• [EXERCISE]
Return the lines of the data below, from the one containing "Would you be able to point at the calm" through the very last, exactly and with both ends included; no pictures.

• [GIVEN RECORDS]
□ □ □

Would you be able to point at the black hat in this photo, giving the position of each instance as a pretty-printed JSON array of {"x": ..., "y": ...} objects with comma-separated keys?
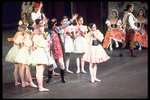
[{"x": 51, "y": 23}]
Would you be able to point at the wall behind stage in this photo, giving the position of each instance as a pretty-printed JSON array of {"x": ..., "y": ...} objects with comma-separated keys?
[
  {"x": 92, "y": 12},
  {"x": 11, "y": 13}
]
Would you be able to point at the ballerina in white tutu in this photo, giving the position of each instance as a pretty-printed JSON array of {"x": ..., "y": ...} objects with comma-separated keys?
[
  {"x": 12, "y": 53},
  {"x": 80, "y": 43},
  {"x": 39, "y": 57},
  {"x": 22, "y": 58},
  {"x": 95, "y": 52},
  {"x": 69, "y": 46}
]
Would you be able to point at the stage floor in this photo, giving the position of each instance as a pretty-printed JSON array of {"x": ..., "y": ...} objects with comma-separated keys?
[{"x": 121, "y": 77}]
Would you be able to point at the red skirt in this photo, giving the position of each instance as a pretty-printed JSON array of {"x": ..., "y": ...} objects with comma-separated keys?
[
  {"x": 142, "y": 37},
  {"x": 116, "y": 34}
]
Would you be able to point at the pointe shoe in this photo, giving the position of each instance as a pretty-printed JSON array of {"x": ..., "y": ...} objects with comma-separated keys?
[
  {"x": 17, "y": 83},
  {"x": 26, "y": 83},
  {"x": 92, "y": 79},
  {"x": 43, "y": 89},
  {"x": 83, "y": 71},
  {"x": 23, "y": 84},
  {"x": 69, "y": 71},
  {"x": 97, "y": 80},
  {"x": 33, "y": 85},
  {"x": 77, "y": 71}
]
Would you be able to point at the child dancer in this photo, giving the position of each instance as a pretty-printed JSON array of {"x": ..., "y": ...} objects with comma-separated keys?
[
  {"x": 57, "y": 43},
  {"x": 80, "y": 43},
  {"x": 22, "y": 58},
  {"x": 114, "y": 32},
  {"x": 12, "y": 53},
  {"x": 69, "y": 46},
  {"x": 95, "y": 52},
  {"x": 142, "y": 36},
  {"x": 39, "y": 57}
]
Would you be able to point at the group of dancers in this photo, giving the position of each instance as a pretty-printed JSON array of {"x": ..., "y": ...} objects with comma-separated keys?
[{"x": 40, "y": 43}]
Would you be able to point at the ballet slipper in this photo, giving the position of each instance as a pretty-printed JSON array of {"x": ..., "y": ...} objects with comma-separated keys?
[
  {"x": 92, "y": 79},
  {"x": 77, "y": 71},
  {"x": 97, "y": 80},
  {"x": 43, "y": 89},
  {"x": 26, "y": 83},
  {"x": 83, "y": 71},
  {"x": 69, "y": 71},
  {"x": 23, "y": 84},
  {"x": 33, "y": 85},
  {"x": 17, "y": 83}
]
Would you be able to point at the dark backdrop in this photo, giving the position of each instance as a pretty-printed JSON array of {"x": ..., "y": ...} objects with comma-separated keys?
[{"x": 92, "y": 12}]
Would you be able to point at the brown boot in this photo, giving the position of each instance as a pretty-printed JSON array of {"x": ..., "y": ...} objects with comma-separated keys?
[{"x": 132, "y": 55}]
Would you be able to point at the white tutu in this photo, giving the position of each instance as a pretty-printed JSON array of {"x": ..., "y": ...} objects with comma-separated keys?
[
  {"x": 95, "y": 54},
  {"x": 40, "y": 56},
  {"x": 80, "y": 45},
  {"x": 23, "y": 55},
  {"x": 11, "y": 55},
  {"x": 69, "y": 46}
]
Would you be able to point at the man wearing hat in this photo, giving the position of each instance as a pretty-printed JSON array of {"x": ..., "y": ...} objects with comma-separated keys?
[
  {"x": 36, "y": 11},
  {"x": 57, "y": 46}
]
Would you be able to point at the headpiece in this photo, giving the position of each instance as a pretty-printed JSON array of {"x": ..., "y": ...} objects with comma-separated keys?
[
  {"x": 52, "y": 22},
  {"x": 114, "y": 10},
  {"x": 36, "y": 4}
]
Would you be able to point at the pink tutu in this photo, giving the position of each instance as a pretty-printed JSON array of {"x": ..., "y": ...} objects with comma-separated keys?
[{"x": 95, "y": 54}]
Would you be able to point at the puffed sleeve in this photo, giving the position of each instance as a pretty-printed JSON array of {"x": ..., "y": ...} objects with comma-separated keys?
[
  {"x": 108, "y": 22},
  {"x": 145, "y": 21},
  {"x": 119, "y": 22}
]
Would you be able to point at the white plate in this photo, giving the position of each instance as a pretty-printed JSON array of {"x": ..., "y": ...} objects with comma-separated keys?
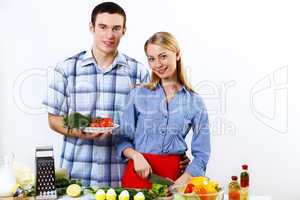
[{"x": 100, "y": 129}]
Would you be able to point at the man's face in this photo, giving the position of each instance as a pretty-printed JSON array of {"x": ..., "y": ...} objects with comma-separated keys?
[{"x": 107, "y": 32}]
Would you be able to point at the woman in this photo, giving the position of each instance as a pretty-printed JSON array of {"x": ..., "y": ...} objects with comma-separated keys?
[{"x": 158, "y": 117}]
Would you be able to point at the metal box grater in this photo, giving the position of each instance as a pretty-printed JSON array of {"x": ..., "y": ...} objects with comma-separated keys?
[{"x": 45, "y": 173}]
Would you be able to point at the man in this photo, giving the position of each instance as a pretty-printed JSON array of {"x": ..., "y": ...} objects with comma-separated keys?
[{"x": 96, "y": 83}]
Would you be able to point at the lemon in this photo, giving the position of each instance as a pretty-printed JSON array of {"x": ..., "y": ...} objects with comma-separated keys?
[
  {"x": 124, "y": 195},
  {"x": 199, "y": 181},
  {"x": 100, "y": 195},
  {"x": 74, "y": 190}
]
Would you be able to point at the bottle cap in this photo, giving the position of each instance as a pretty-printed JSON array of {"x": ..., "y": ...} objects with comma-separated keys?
[{"x": 245, "y": 167}]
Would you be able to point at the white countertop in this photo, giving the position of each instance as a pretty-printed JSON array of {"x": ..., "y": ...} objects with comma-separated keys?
[{"x": 87, "y": 197}]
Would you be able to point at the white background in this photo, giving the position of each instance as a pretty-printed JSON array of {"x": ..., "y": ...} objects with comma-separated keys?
[{"x": 242, "y": 56}]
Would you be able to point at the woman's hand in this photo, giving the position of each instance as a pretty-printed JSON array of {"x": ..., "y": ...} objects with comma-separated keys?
[
  {"x": 141, "y": 166},
  {"x": 184, "y": 162},
  {"x": 183, "y": 179}
]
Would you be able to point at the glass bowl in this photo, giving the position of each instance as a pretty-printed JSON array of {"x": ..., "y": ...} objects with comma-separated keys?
[{"x": 178, "y": 194}]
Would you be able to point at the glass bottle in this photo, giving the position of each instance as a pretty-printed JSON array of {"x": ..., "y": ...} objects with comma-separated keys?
[
  {"x": 244, "y": 179},
  {"x": 234, "y": 189}
]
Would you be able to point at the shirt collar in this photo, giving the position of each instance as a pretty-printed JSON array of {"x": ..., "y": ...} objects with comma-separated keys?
[{"x": 88, "y": 59}]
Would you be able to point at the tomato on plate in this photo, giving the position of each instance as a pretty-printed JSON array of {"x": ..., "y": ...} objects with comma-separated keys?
[
  {"x": 106, "y": 122},
  {"x": 94, "y": 124},
  {"x": 189, "y": 188}
]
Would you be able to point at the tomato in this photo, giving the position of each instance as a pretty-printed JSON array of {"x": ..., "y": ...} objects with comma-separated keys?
[
  {"x": 189, "y": 188},
  {"x": 96, "y": 120},
  {"x": 95, "y": 124},
  {"x": 106, "y": 122}
]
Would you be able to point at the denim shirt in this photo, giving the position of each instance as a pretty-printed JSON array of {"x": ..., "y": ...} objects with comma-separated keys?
[{"x": 150, "y": 124}]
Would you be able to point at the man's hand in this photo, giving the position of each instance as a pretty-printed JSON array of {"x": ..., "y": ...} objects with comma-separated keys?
[
  {"x": 183, "y": 179},
  {"x": 184, "y": 162},
  {"x": 56, "y": 123},
  {"x": 141, "y": 166},
  {"x": 79, "y": 133}
]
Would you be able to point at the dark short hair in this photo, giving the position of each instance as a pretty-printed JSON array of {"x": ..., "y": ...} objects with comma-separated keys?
[{"x": 108, "y": 7}]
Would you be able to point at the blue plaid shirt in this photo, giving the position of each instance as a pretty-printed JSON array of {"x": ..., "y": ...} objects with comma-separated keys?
[
  {"x": 149, "y": 125},
  {"x": 79, "y": 85}
]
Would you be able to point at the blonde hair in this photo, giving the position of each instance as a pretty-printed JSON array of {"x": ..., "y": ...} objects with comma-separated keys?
[{"x": 167, "y": 41}]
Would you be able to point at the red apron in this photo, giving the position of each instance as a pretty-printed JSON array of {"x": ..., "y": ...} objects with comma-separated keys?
[{"x": 163, "y": 165}]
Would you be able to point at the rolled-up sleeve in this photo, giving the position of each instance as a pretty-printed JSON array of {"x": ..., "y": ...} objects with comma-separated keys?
[
  {"x": 200, "y": 143},
  {"x": 55, "y": 100},
  {"x": 127, "y": 126}
]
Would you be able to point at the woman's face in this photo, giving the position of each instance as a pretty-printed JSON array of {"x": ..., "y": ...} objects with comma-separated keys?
[{"x": 162, "y": 61}]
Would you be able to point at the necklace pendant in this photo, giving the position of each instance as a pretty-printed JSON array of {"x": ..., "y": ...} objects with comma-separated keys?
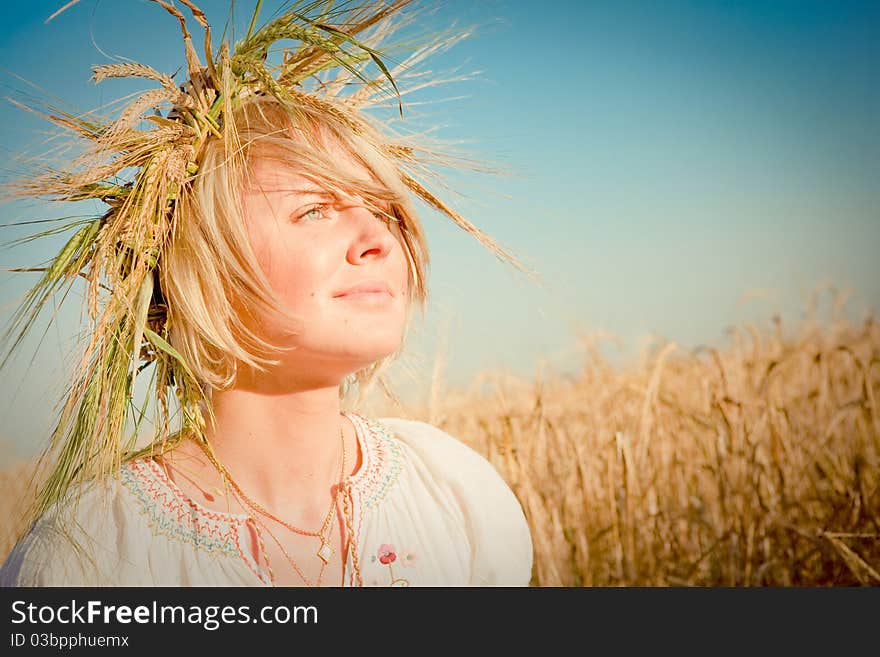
[{"x": 325, "y": 552}]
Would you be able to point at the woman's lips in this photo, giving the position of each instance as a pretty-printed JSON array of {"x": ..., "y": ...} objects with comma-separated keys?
[{"x": 375, "y": 297}]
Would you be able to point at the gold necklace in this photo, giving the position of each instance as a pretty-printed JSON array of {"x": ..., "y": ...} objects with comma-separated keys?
[
  {"x": 291, "y": 561},
  {"x": 325, "y": 552}
]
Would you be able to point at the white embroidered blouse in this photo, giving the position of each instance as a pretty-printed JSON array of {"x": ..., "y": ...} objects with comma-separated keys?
[{"x": 427, "y": 511}]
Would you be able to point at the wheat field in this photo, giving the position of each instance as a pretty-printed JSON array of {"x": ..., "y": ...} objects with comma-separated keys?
[{"x": 755, "y": 464}]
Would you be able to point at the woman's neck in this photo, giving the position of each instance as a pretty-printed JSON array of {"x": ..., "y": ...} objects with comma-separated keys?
[{"x": 283, "y": 449}]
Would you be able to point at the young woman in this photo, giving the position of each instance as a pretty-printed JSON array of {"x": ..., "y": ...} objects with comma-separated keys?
[{"x": 287, "y": 274}]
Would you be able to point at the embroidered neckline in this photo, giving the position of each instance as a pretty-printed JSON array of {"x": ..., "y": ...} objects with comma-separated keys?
[{"x": 173, "y": 513}]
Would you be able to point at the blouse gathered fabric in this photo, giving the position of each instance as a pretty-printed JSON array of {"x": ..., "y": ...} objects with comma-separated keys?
[{"x": 427, "y": 510}]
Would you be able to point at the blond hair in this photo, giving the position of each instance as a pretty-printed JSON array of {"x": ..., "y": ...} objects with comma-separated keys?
[{"x": 209, "y": 270}]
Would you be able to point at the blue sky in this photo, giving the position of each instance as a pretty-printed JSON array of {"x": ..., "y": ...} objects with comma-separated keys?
[{"x": 665, "y": 160}]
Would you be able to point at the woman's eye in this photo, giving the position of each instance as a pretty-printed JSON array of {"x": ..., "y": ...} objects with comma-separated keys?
[{"x": 316, "y": 212}]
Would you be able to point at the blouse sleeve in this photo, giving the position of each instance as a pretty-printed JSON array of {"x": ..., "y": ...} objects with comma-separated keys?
[
  {"x": 500, "y": 541},
  {"x": 64, "y": 549}
]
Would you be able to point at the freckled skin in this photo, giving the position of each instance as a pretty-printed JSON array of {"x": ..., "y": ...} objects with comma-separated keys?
[{"x": 309, "y": 257}]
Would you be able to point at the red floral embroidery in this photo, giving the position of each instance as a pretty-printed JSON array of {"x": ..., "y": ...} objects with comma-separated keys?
[{"x": 386, "y": 553}]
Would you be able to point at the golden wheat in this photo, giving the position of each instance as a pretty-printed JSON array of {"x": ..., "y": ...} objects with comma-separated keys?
[{"x": 758, "y": 464}]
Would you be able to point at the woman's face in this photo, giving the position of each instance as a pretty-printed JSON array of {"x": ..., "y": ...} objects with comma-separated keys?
[{"x": 340, "y": 270}]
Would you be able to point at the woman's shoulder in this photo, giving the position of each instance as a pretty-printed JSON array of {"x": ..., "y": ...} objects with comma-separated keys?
[
  {"x": 73, "y": 541},
  {"x": 446, "y": 454},
  {"x": 492, "y": 514}
]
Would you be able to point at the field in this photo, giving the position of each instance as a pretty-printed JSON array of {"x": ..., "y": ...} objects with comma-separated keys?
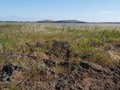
[{"x": 38, "y": 54}]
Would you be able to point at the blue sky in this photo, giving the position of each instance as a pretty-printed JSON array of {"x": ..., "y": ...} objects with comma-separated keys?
[{"x": 84, "y": 10}]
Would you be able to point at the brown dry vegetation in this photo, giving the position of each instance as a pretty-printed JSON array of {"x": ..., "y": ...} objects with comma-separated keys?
[{"x": 29, "y": 46}]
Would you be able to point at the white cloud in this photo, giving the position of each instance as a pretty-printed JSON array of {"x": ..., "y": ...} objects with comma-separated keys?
[{"x": 107, "y": 12}]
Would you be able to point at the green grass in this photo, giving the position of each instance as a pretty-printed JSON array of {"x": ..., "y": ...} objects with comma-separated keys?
[{"x": 83, "y": 39}]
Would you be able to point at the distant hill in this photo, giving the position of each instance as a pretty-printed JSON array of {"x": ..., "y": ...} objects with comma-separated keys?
[{"x": 61, "y": 21}]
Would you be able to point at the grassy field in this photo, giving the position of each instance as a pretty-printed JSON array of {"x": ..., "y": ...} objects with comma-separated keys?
[
  {"x": 91, "y": 42},
  {"x": 34, "y": 46}
]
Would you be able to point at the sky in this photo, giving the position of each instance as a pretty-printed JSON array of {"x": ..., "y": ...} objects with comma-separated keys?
[{"x": 83, "y": 10}]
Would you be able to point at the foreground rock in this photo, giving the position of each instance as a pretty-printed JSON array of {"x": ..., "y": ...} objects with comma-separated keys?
[{"x": 53, "y": 70}]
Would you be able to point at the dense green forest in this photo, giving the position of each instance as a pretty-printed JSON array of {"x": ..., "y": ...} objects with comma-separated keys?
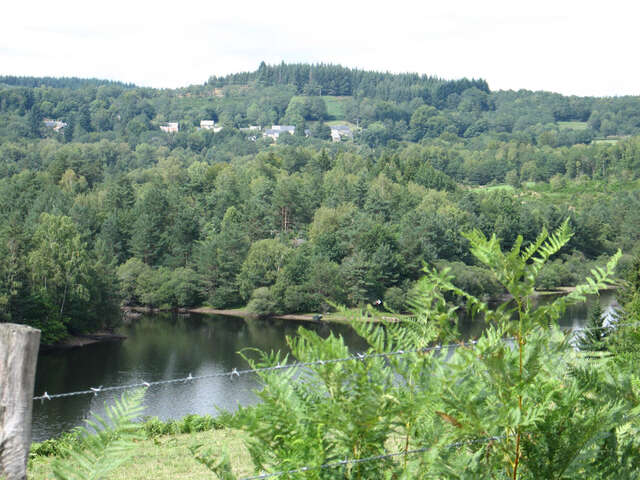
[{"x": 104, "y": 208}]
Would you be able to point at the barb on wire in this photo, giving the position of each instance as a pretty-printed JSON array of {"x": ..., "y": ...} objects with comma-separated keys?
[{"x": 237, "y": 373}]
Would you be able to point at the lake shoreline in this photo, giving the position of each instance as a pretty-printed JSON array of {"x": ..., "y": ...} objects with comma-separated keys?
[
  {"x": 133, "y": 312},
  {"x": 79, "y": 341}
]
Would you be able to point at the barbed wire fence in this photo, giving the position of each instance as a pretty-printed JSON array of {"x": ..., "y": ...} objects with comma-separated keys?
[
  {"x": 237, "y": 373},
  {"x": 355, "y": 357}
]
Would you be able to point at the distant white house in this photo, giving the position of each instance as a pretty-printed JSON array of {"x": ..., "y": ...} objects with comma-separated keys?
[
  {"x": 275, "y": 131},
  {"x": 340, "y": 131},
  {"x": 170, "y": 127},
  {"x": 57, "y": 125}
]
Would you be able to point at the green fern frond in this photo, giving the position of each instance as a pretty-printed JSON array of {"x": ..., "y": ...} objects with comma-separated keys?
[{"x": 106, "y": 443}]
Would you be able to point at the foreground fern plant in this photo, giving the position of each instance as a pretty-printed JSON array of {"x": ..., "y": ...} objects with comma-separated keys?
[
  {"x": 105, "y": 443},
  {"x": 520, "y": 404}
]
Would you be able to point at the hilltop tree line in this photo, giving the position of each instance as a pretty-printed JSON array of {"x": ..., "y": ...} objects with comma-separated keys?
[{"x": 111, "y": 210}]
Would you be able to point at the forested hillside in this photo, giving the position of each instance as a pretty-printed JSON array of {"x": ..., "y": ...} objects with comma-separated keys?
[{"x": 99, "y": 206}]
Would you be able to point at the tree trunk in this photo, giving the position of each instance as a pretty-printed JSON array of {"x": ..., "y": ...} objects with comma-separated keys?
[{"x": 18, "y": 357}]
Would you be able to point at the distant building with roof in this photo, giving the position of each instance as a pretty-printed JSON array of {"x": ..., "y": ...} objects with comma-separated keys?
[
  {"x": 340, "y": 131},
  {"x": 275, "y": 131},
  {"x": 57, "y": 125},
  {"x": 170, "y": 127}
]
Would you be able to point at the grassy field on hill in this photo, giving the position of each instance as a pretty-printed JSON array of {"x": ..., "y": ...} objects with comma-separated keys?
[
  {"x": 573, "y": 125},
  {"x": 168, "y": 457}
]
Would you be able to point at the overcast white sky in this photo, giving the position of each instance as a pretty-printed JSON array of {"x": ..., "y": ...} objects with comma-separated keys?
[{"x": 566, "y": 46}]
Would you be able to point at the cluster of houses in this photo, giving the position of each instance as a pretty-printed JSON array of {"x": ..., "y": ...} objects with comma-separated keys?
[
  {"x": 57, "y": 125},
  {"x": 338, "y": 132}
]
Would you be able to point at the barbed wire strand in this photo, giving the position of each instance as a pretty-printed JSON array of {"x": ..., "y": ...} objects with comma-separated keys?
[{"x": 236, "y": 373}]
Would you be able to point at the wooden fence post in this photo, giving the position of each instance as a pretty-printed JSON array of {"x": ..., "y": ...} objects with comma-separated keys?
[{"x": 18, "y": 357}]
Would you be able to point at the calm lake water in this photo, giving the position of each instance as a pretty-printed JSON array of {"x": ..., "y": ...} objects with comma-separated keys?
[{"x": 162, "y": 347}]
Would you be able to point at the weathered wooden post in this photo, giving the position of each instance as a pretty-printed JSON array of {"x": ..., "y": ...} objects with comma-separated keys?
[{"x": 18, "y": 357}]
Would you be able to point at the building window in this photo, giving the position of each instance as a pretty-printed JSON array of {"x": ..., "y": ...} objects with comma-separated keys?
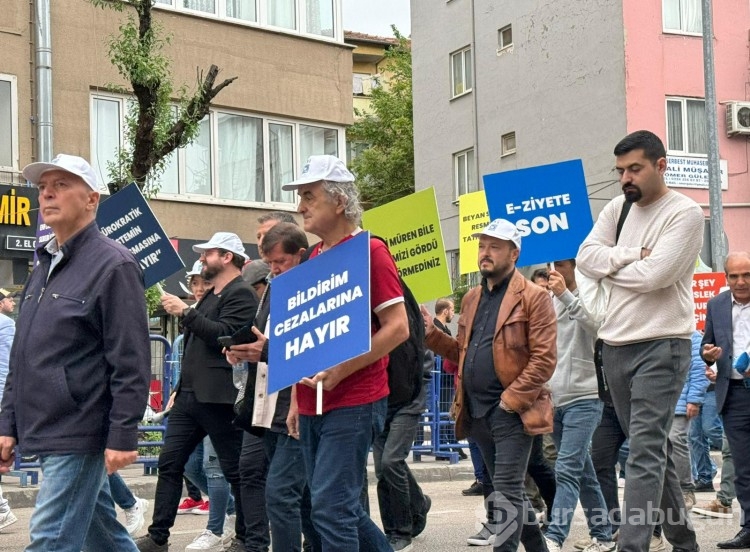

□ □ □

• [RESPONSE]
Would you be able to point at the calm lake water in this photo, giving the position of each instance as a pretty-printed JSON array of {"x": ..., "y": ...} objects with comma-separated keys?
[{"x": 162, "y": 347}]
Would you be able to point at the weathered wooden post in this photo, giving the position of each instance as a pretty-printed JSON array of {"x": ..., "y": ...} objects with comma-separated keys?
[{"x": 18, "y": 357}]
Would you be able to point at the building window in this photo, giving the position of each instance as a pretty-printed JSON array of {"x": ..., "y": ...} objects with comma-separated keys?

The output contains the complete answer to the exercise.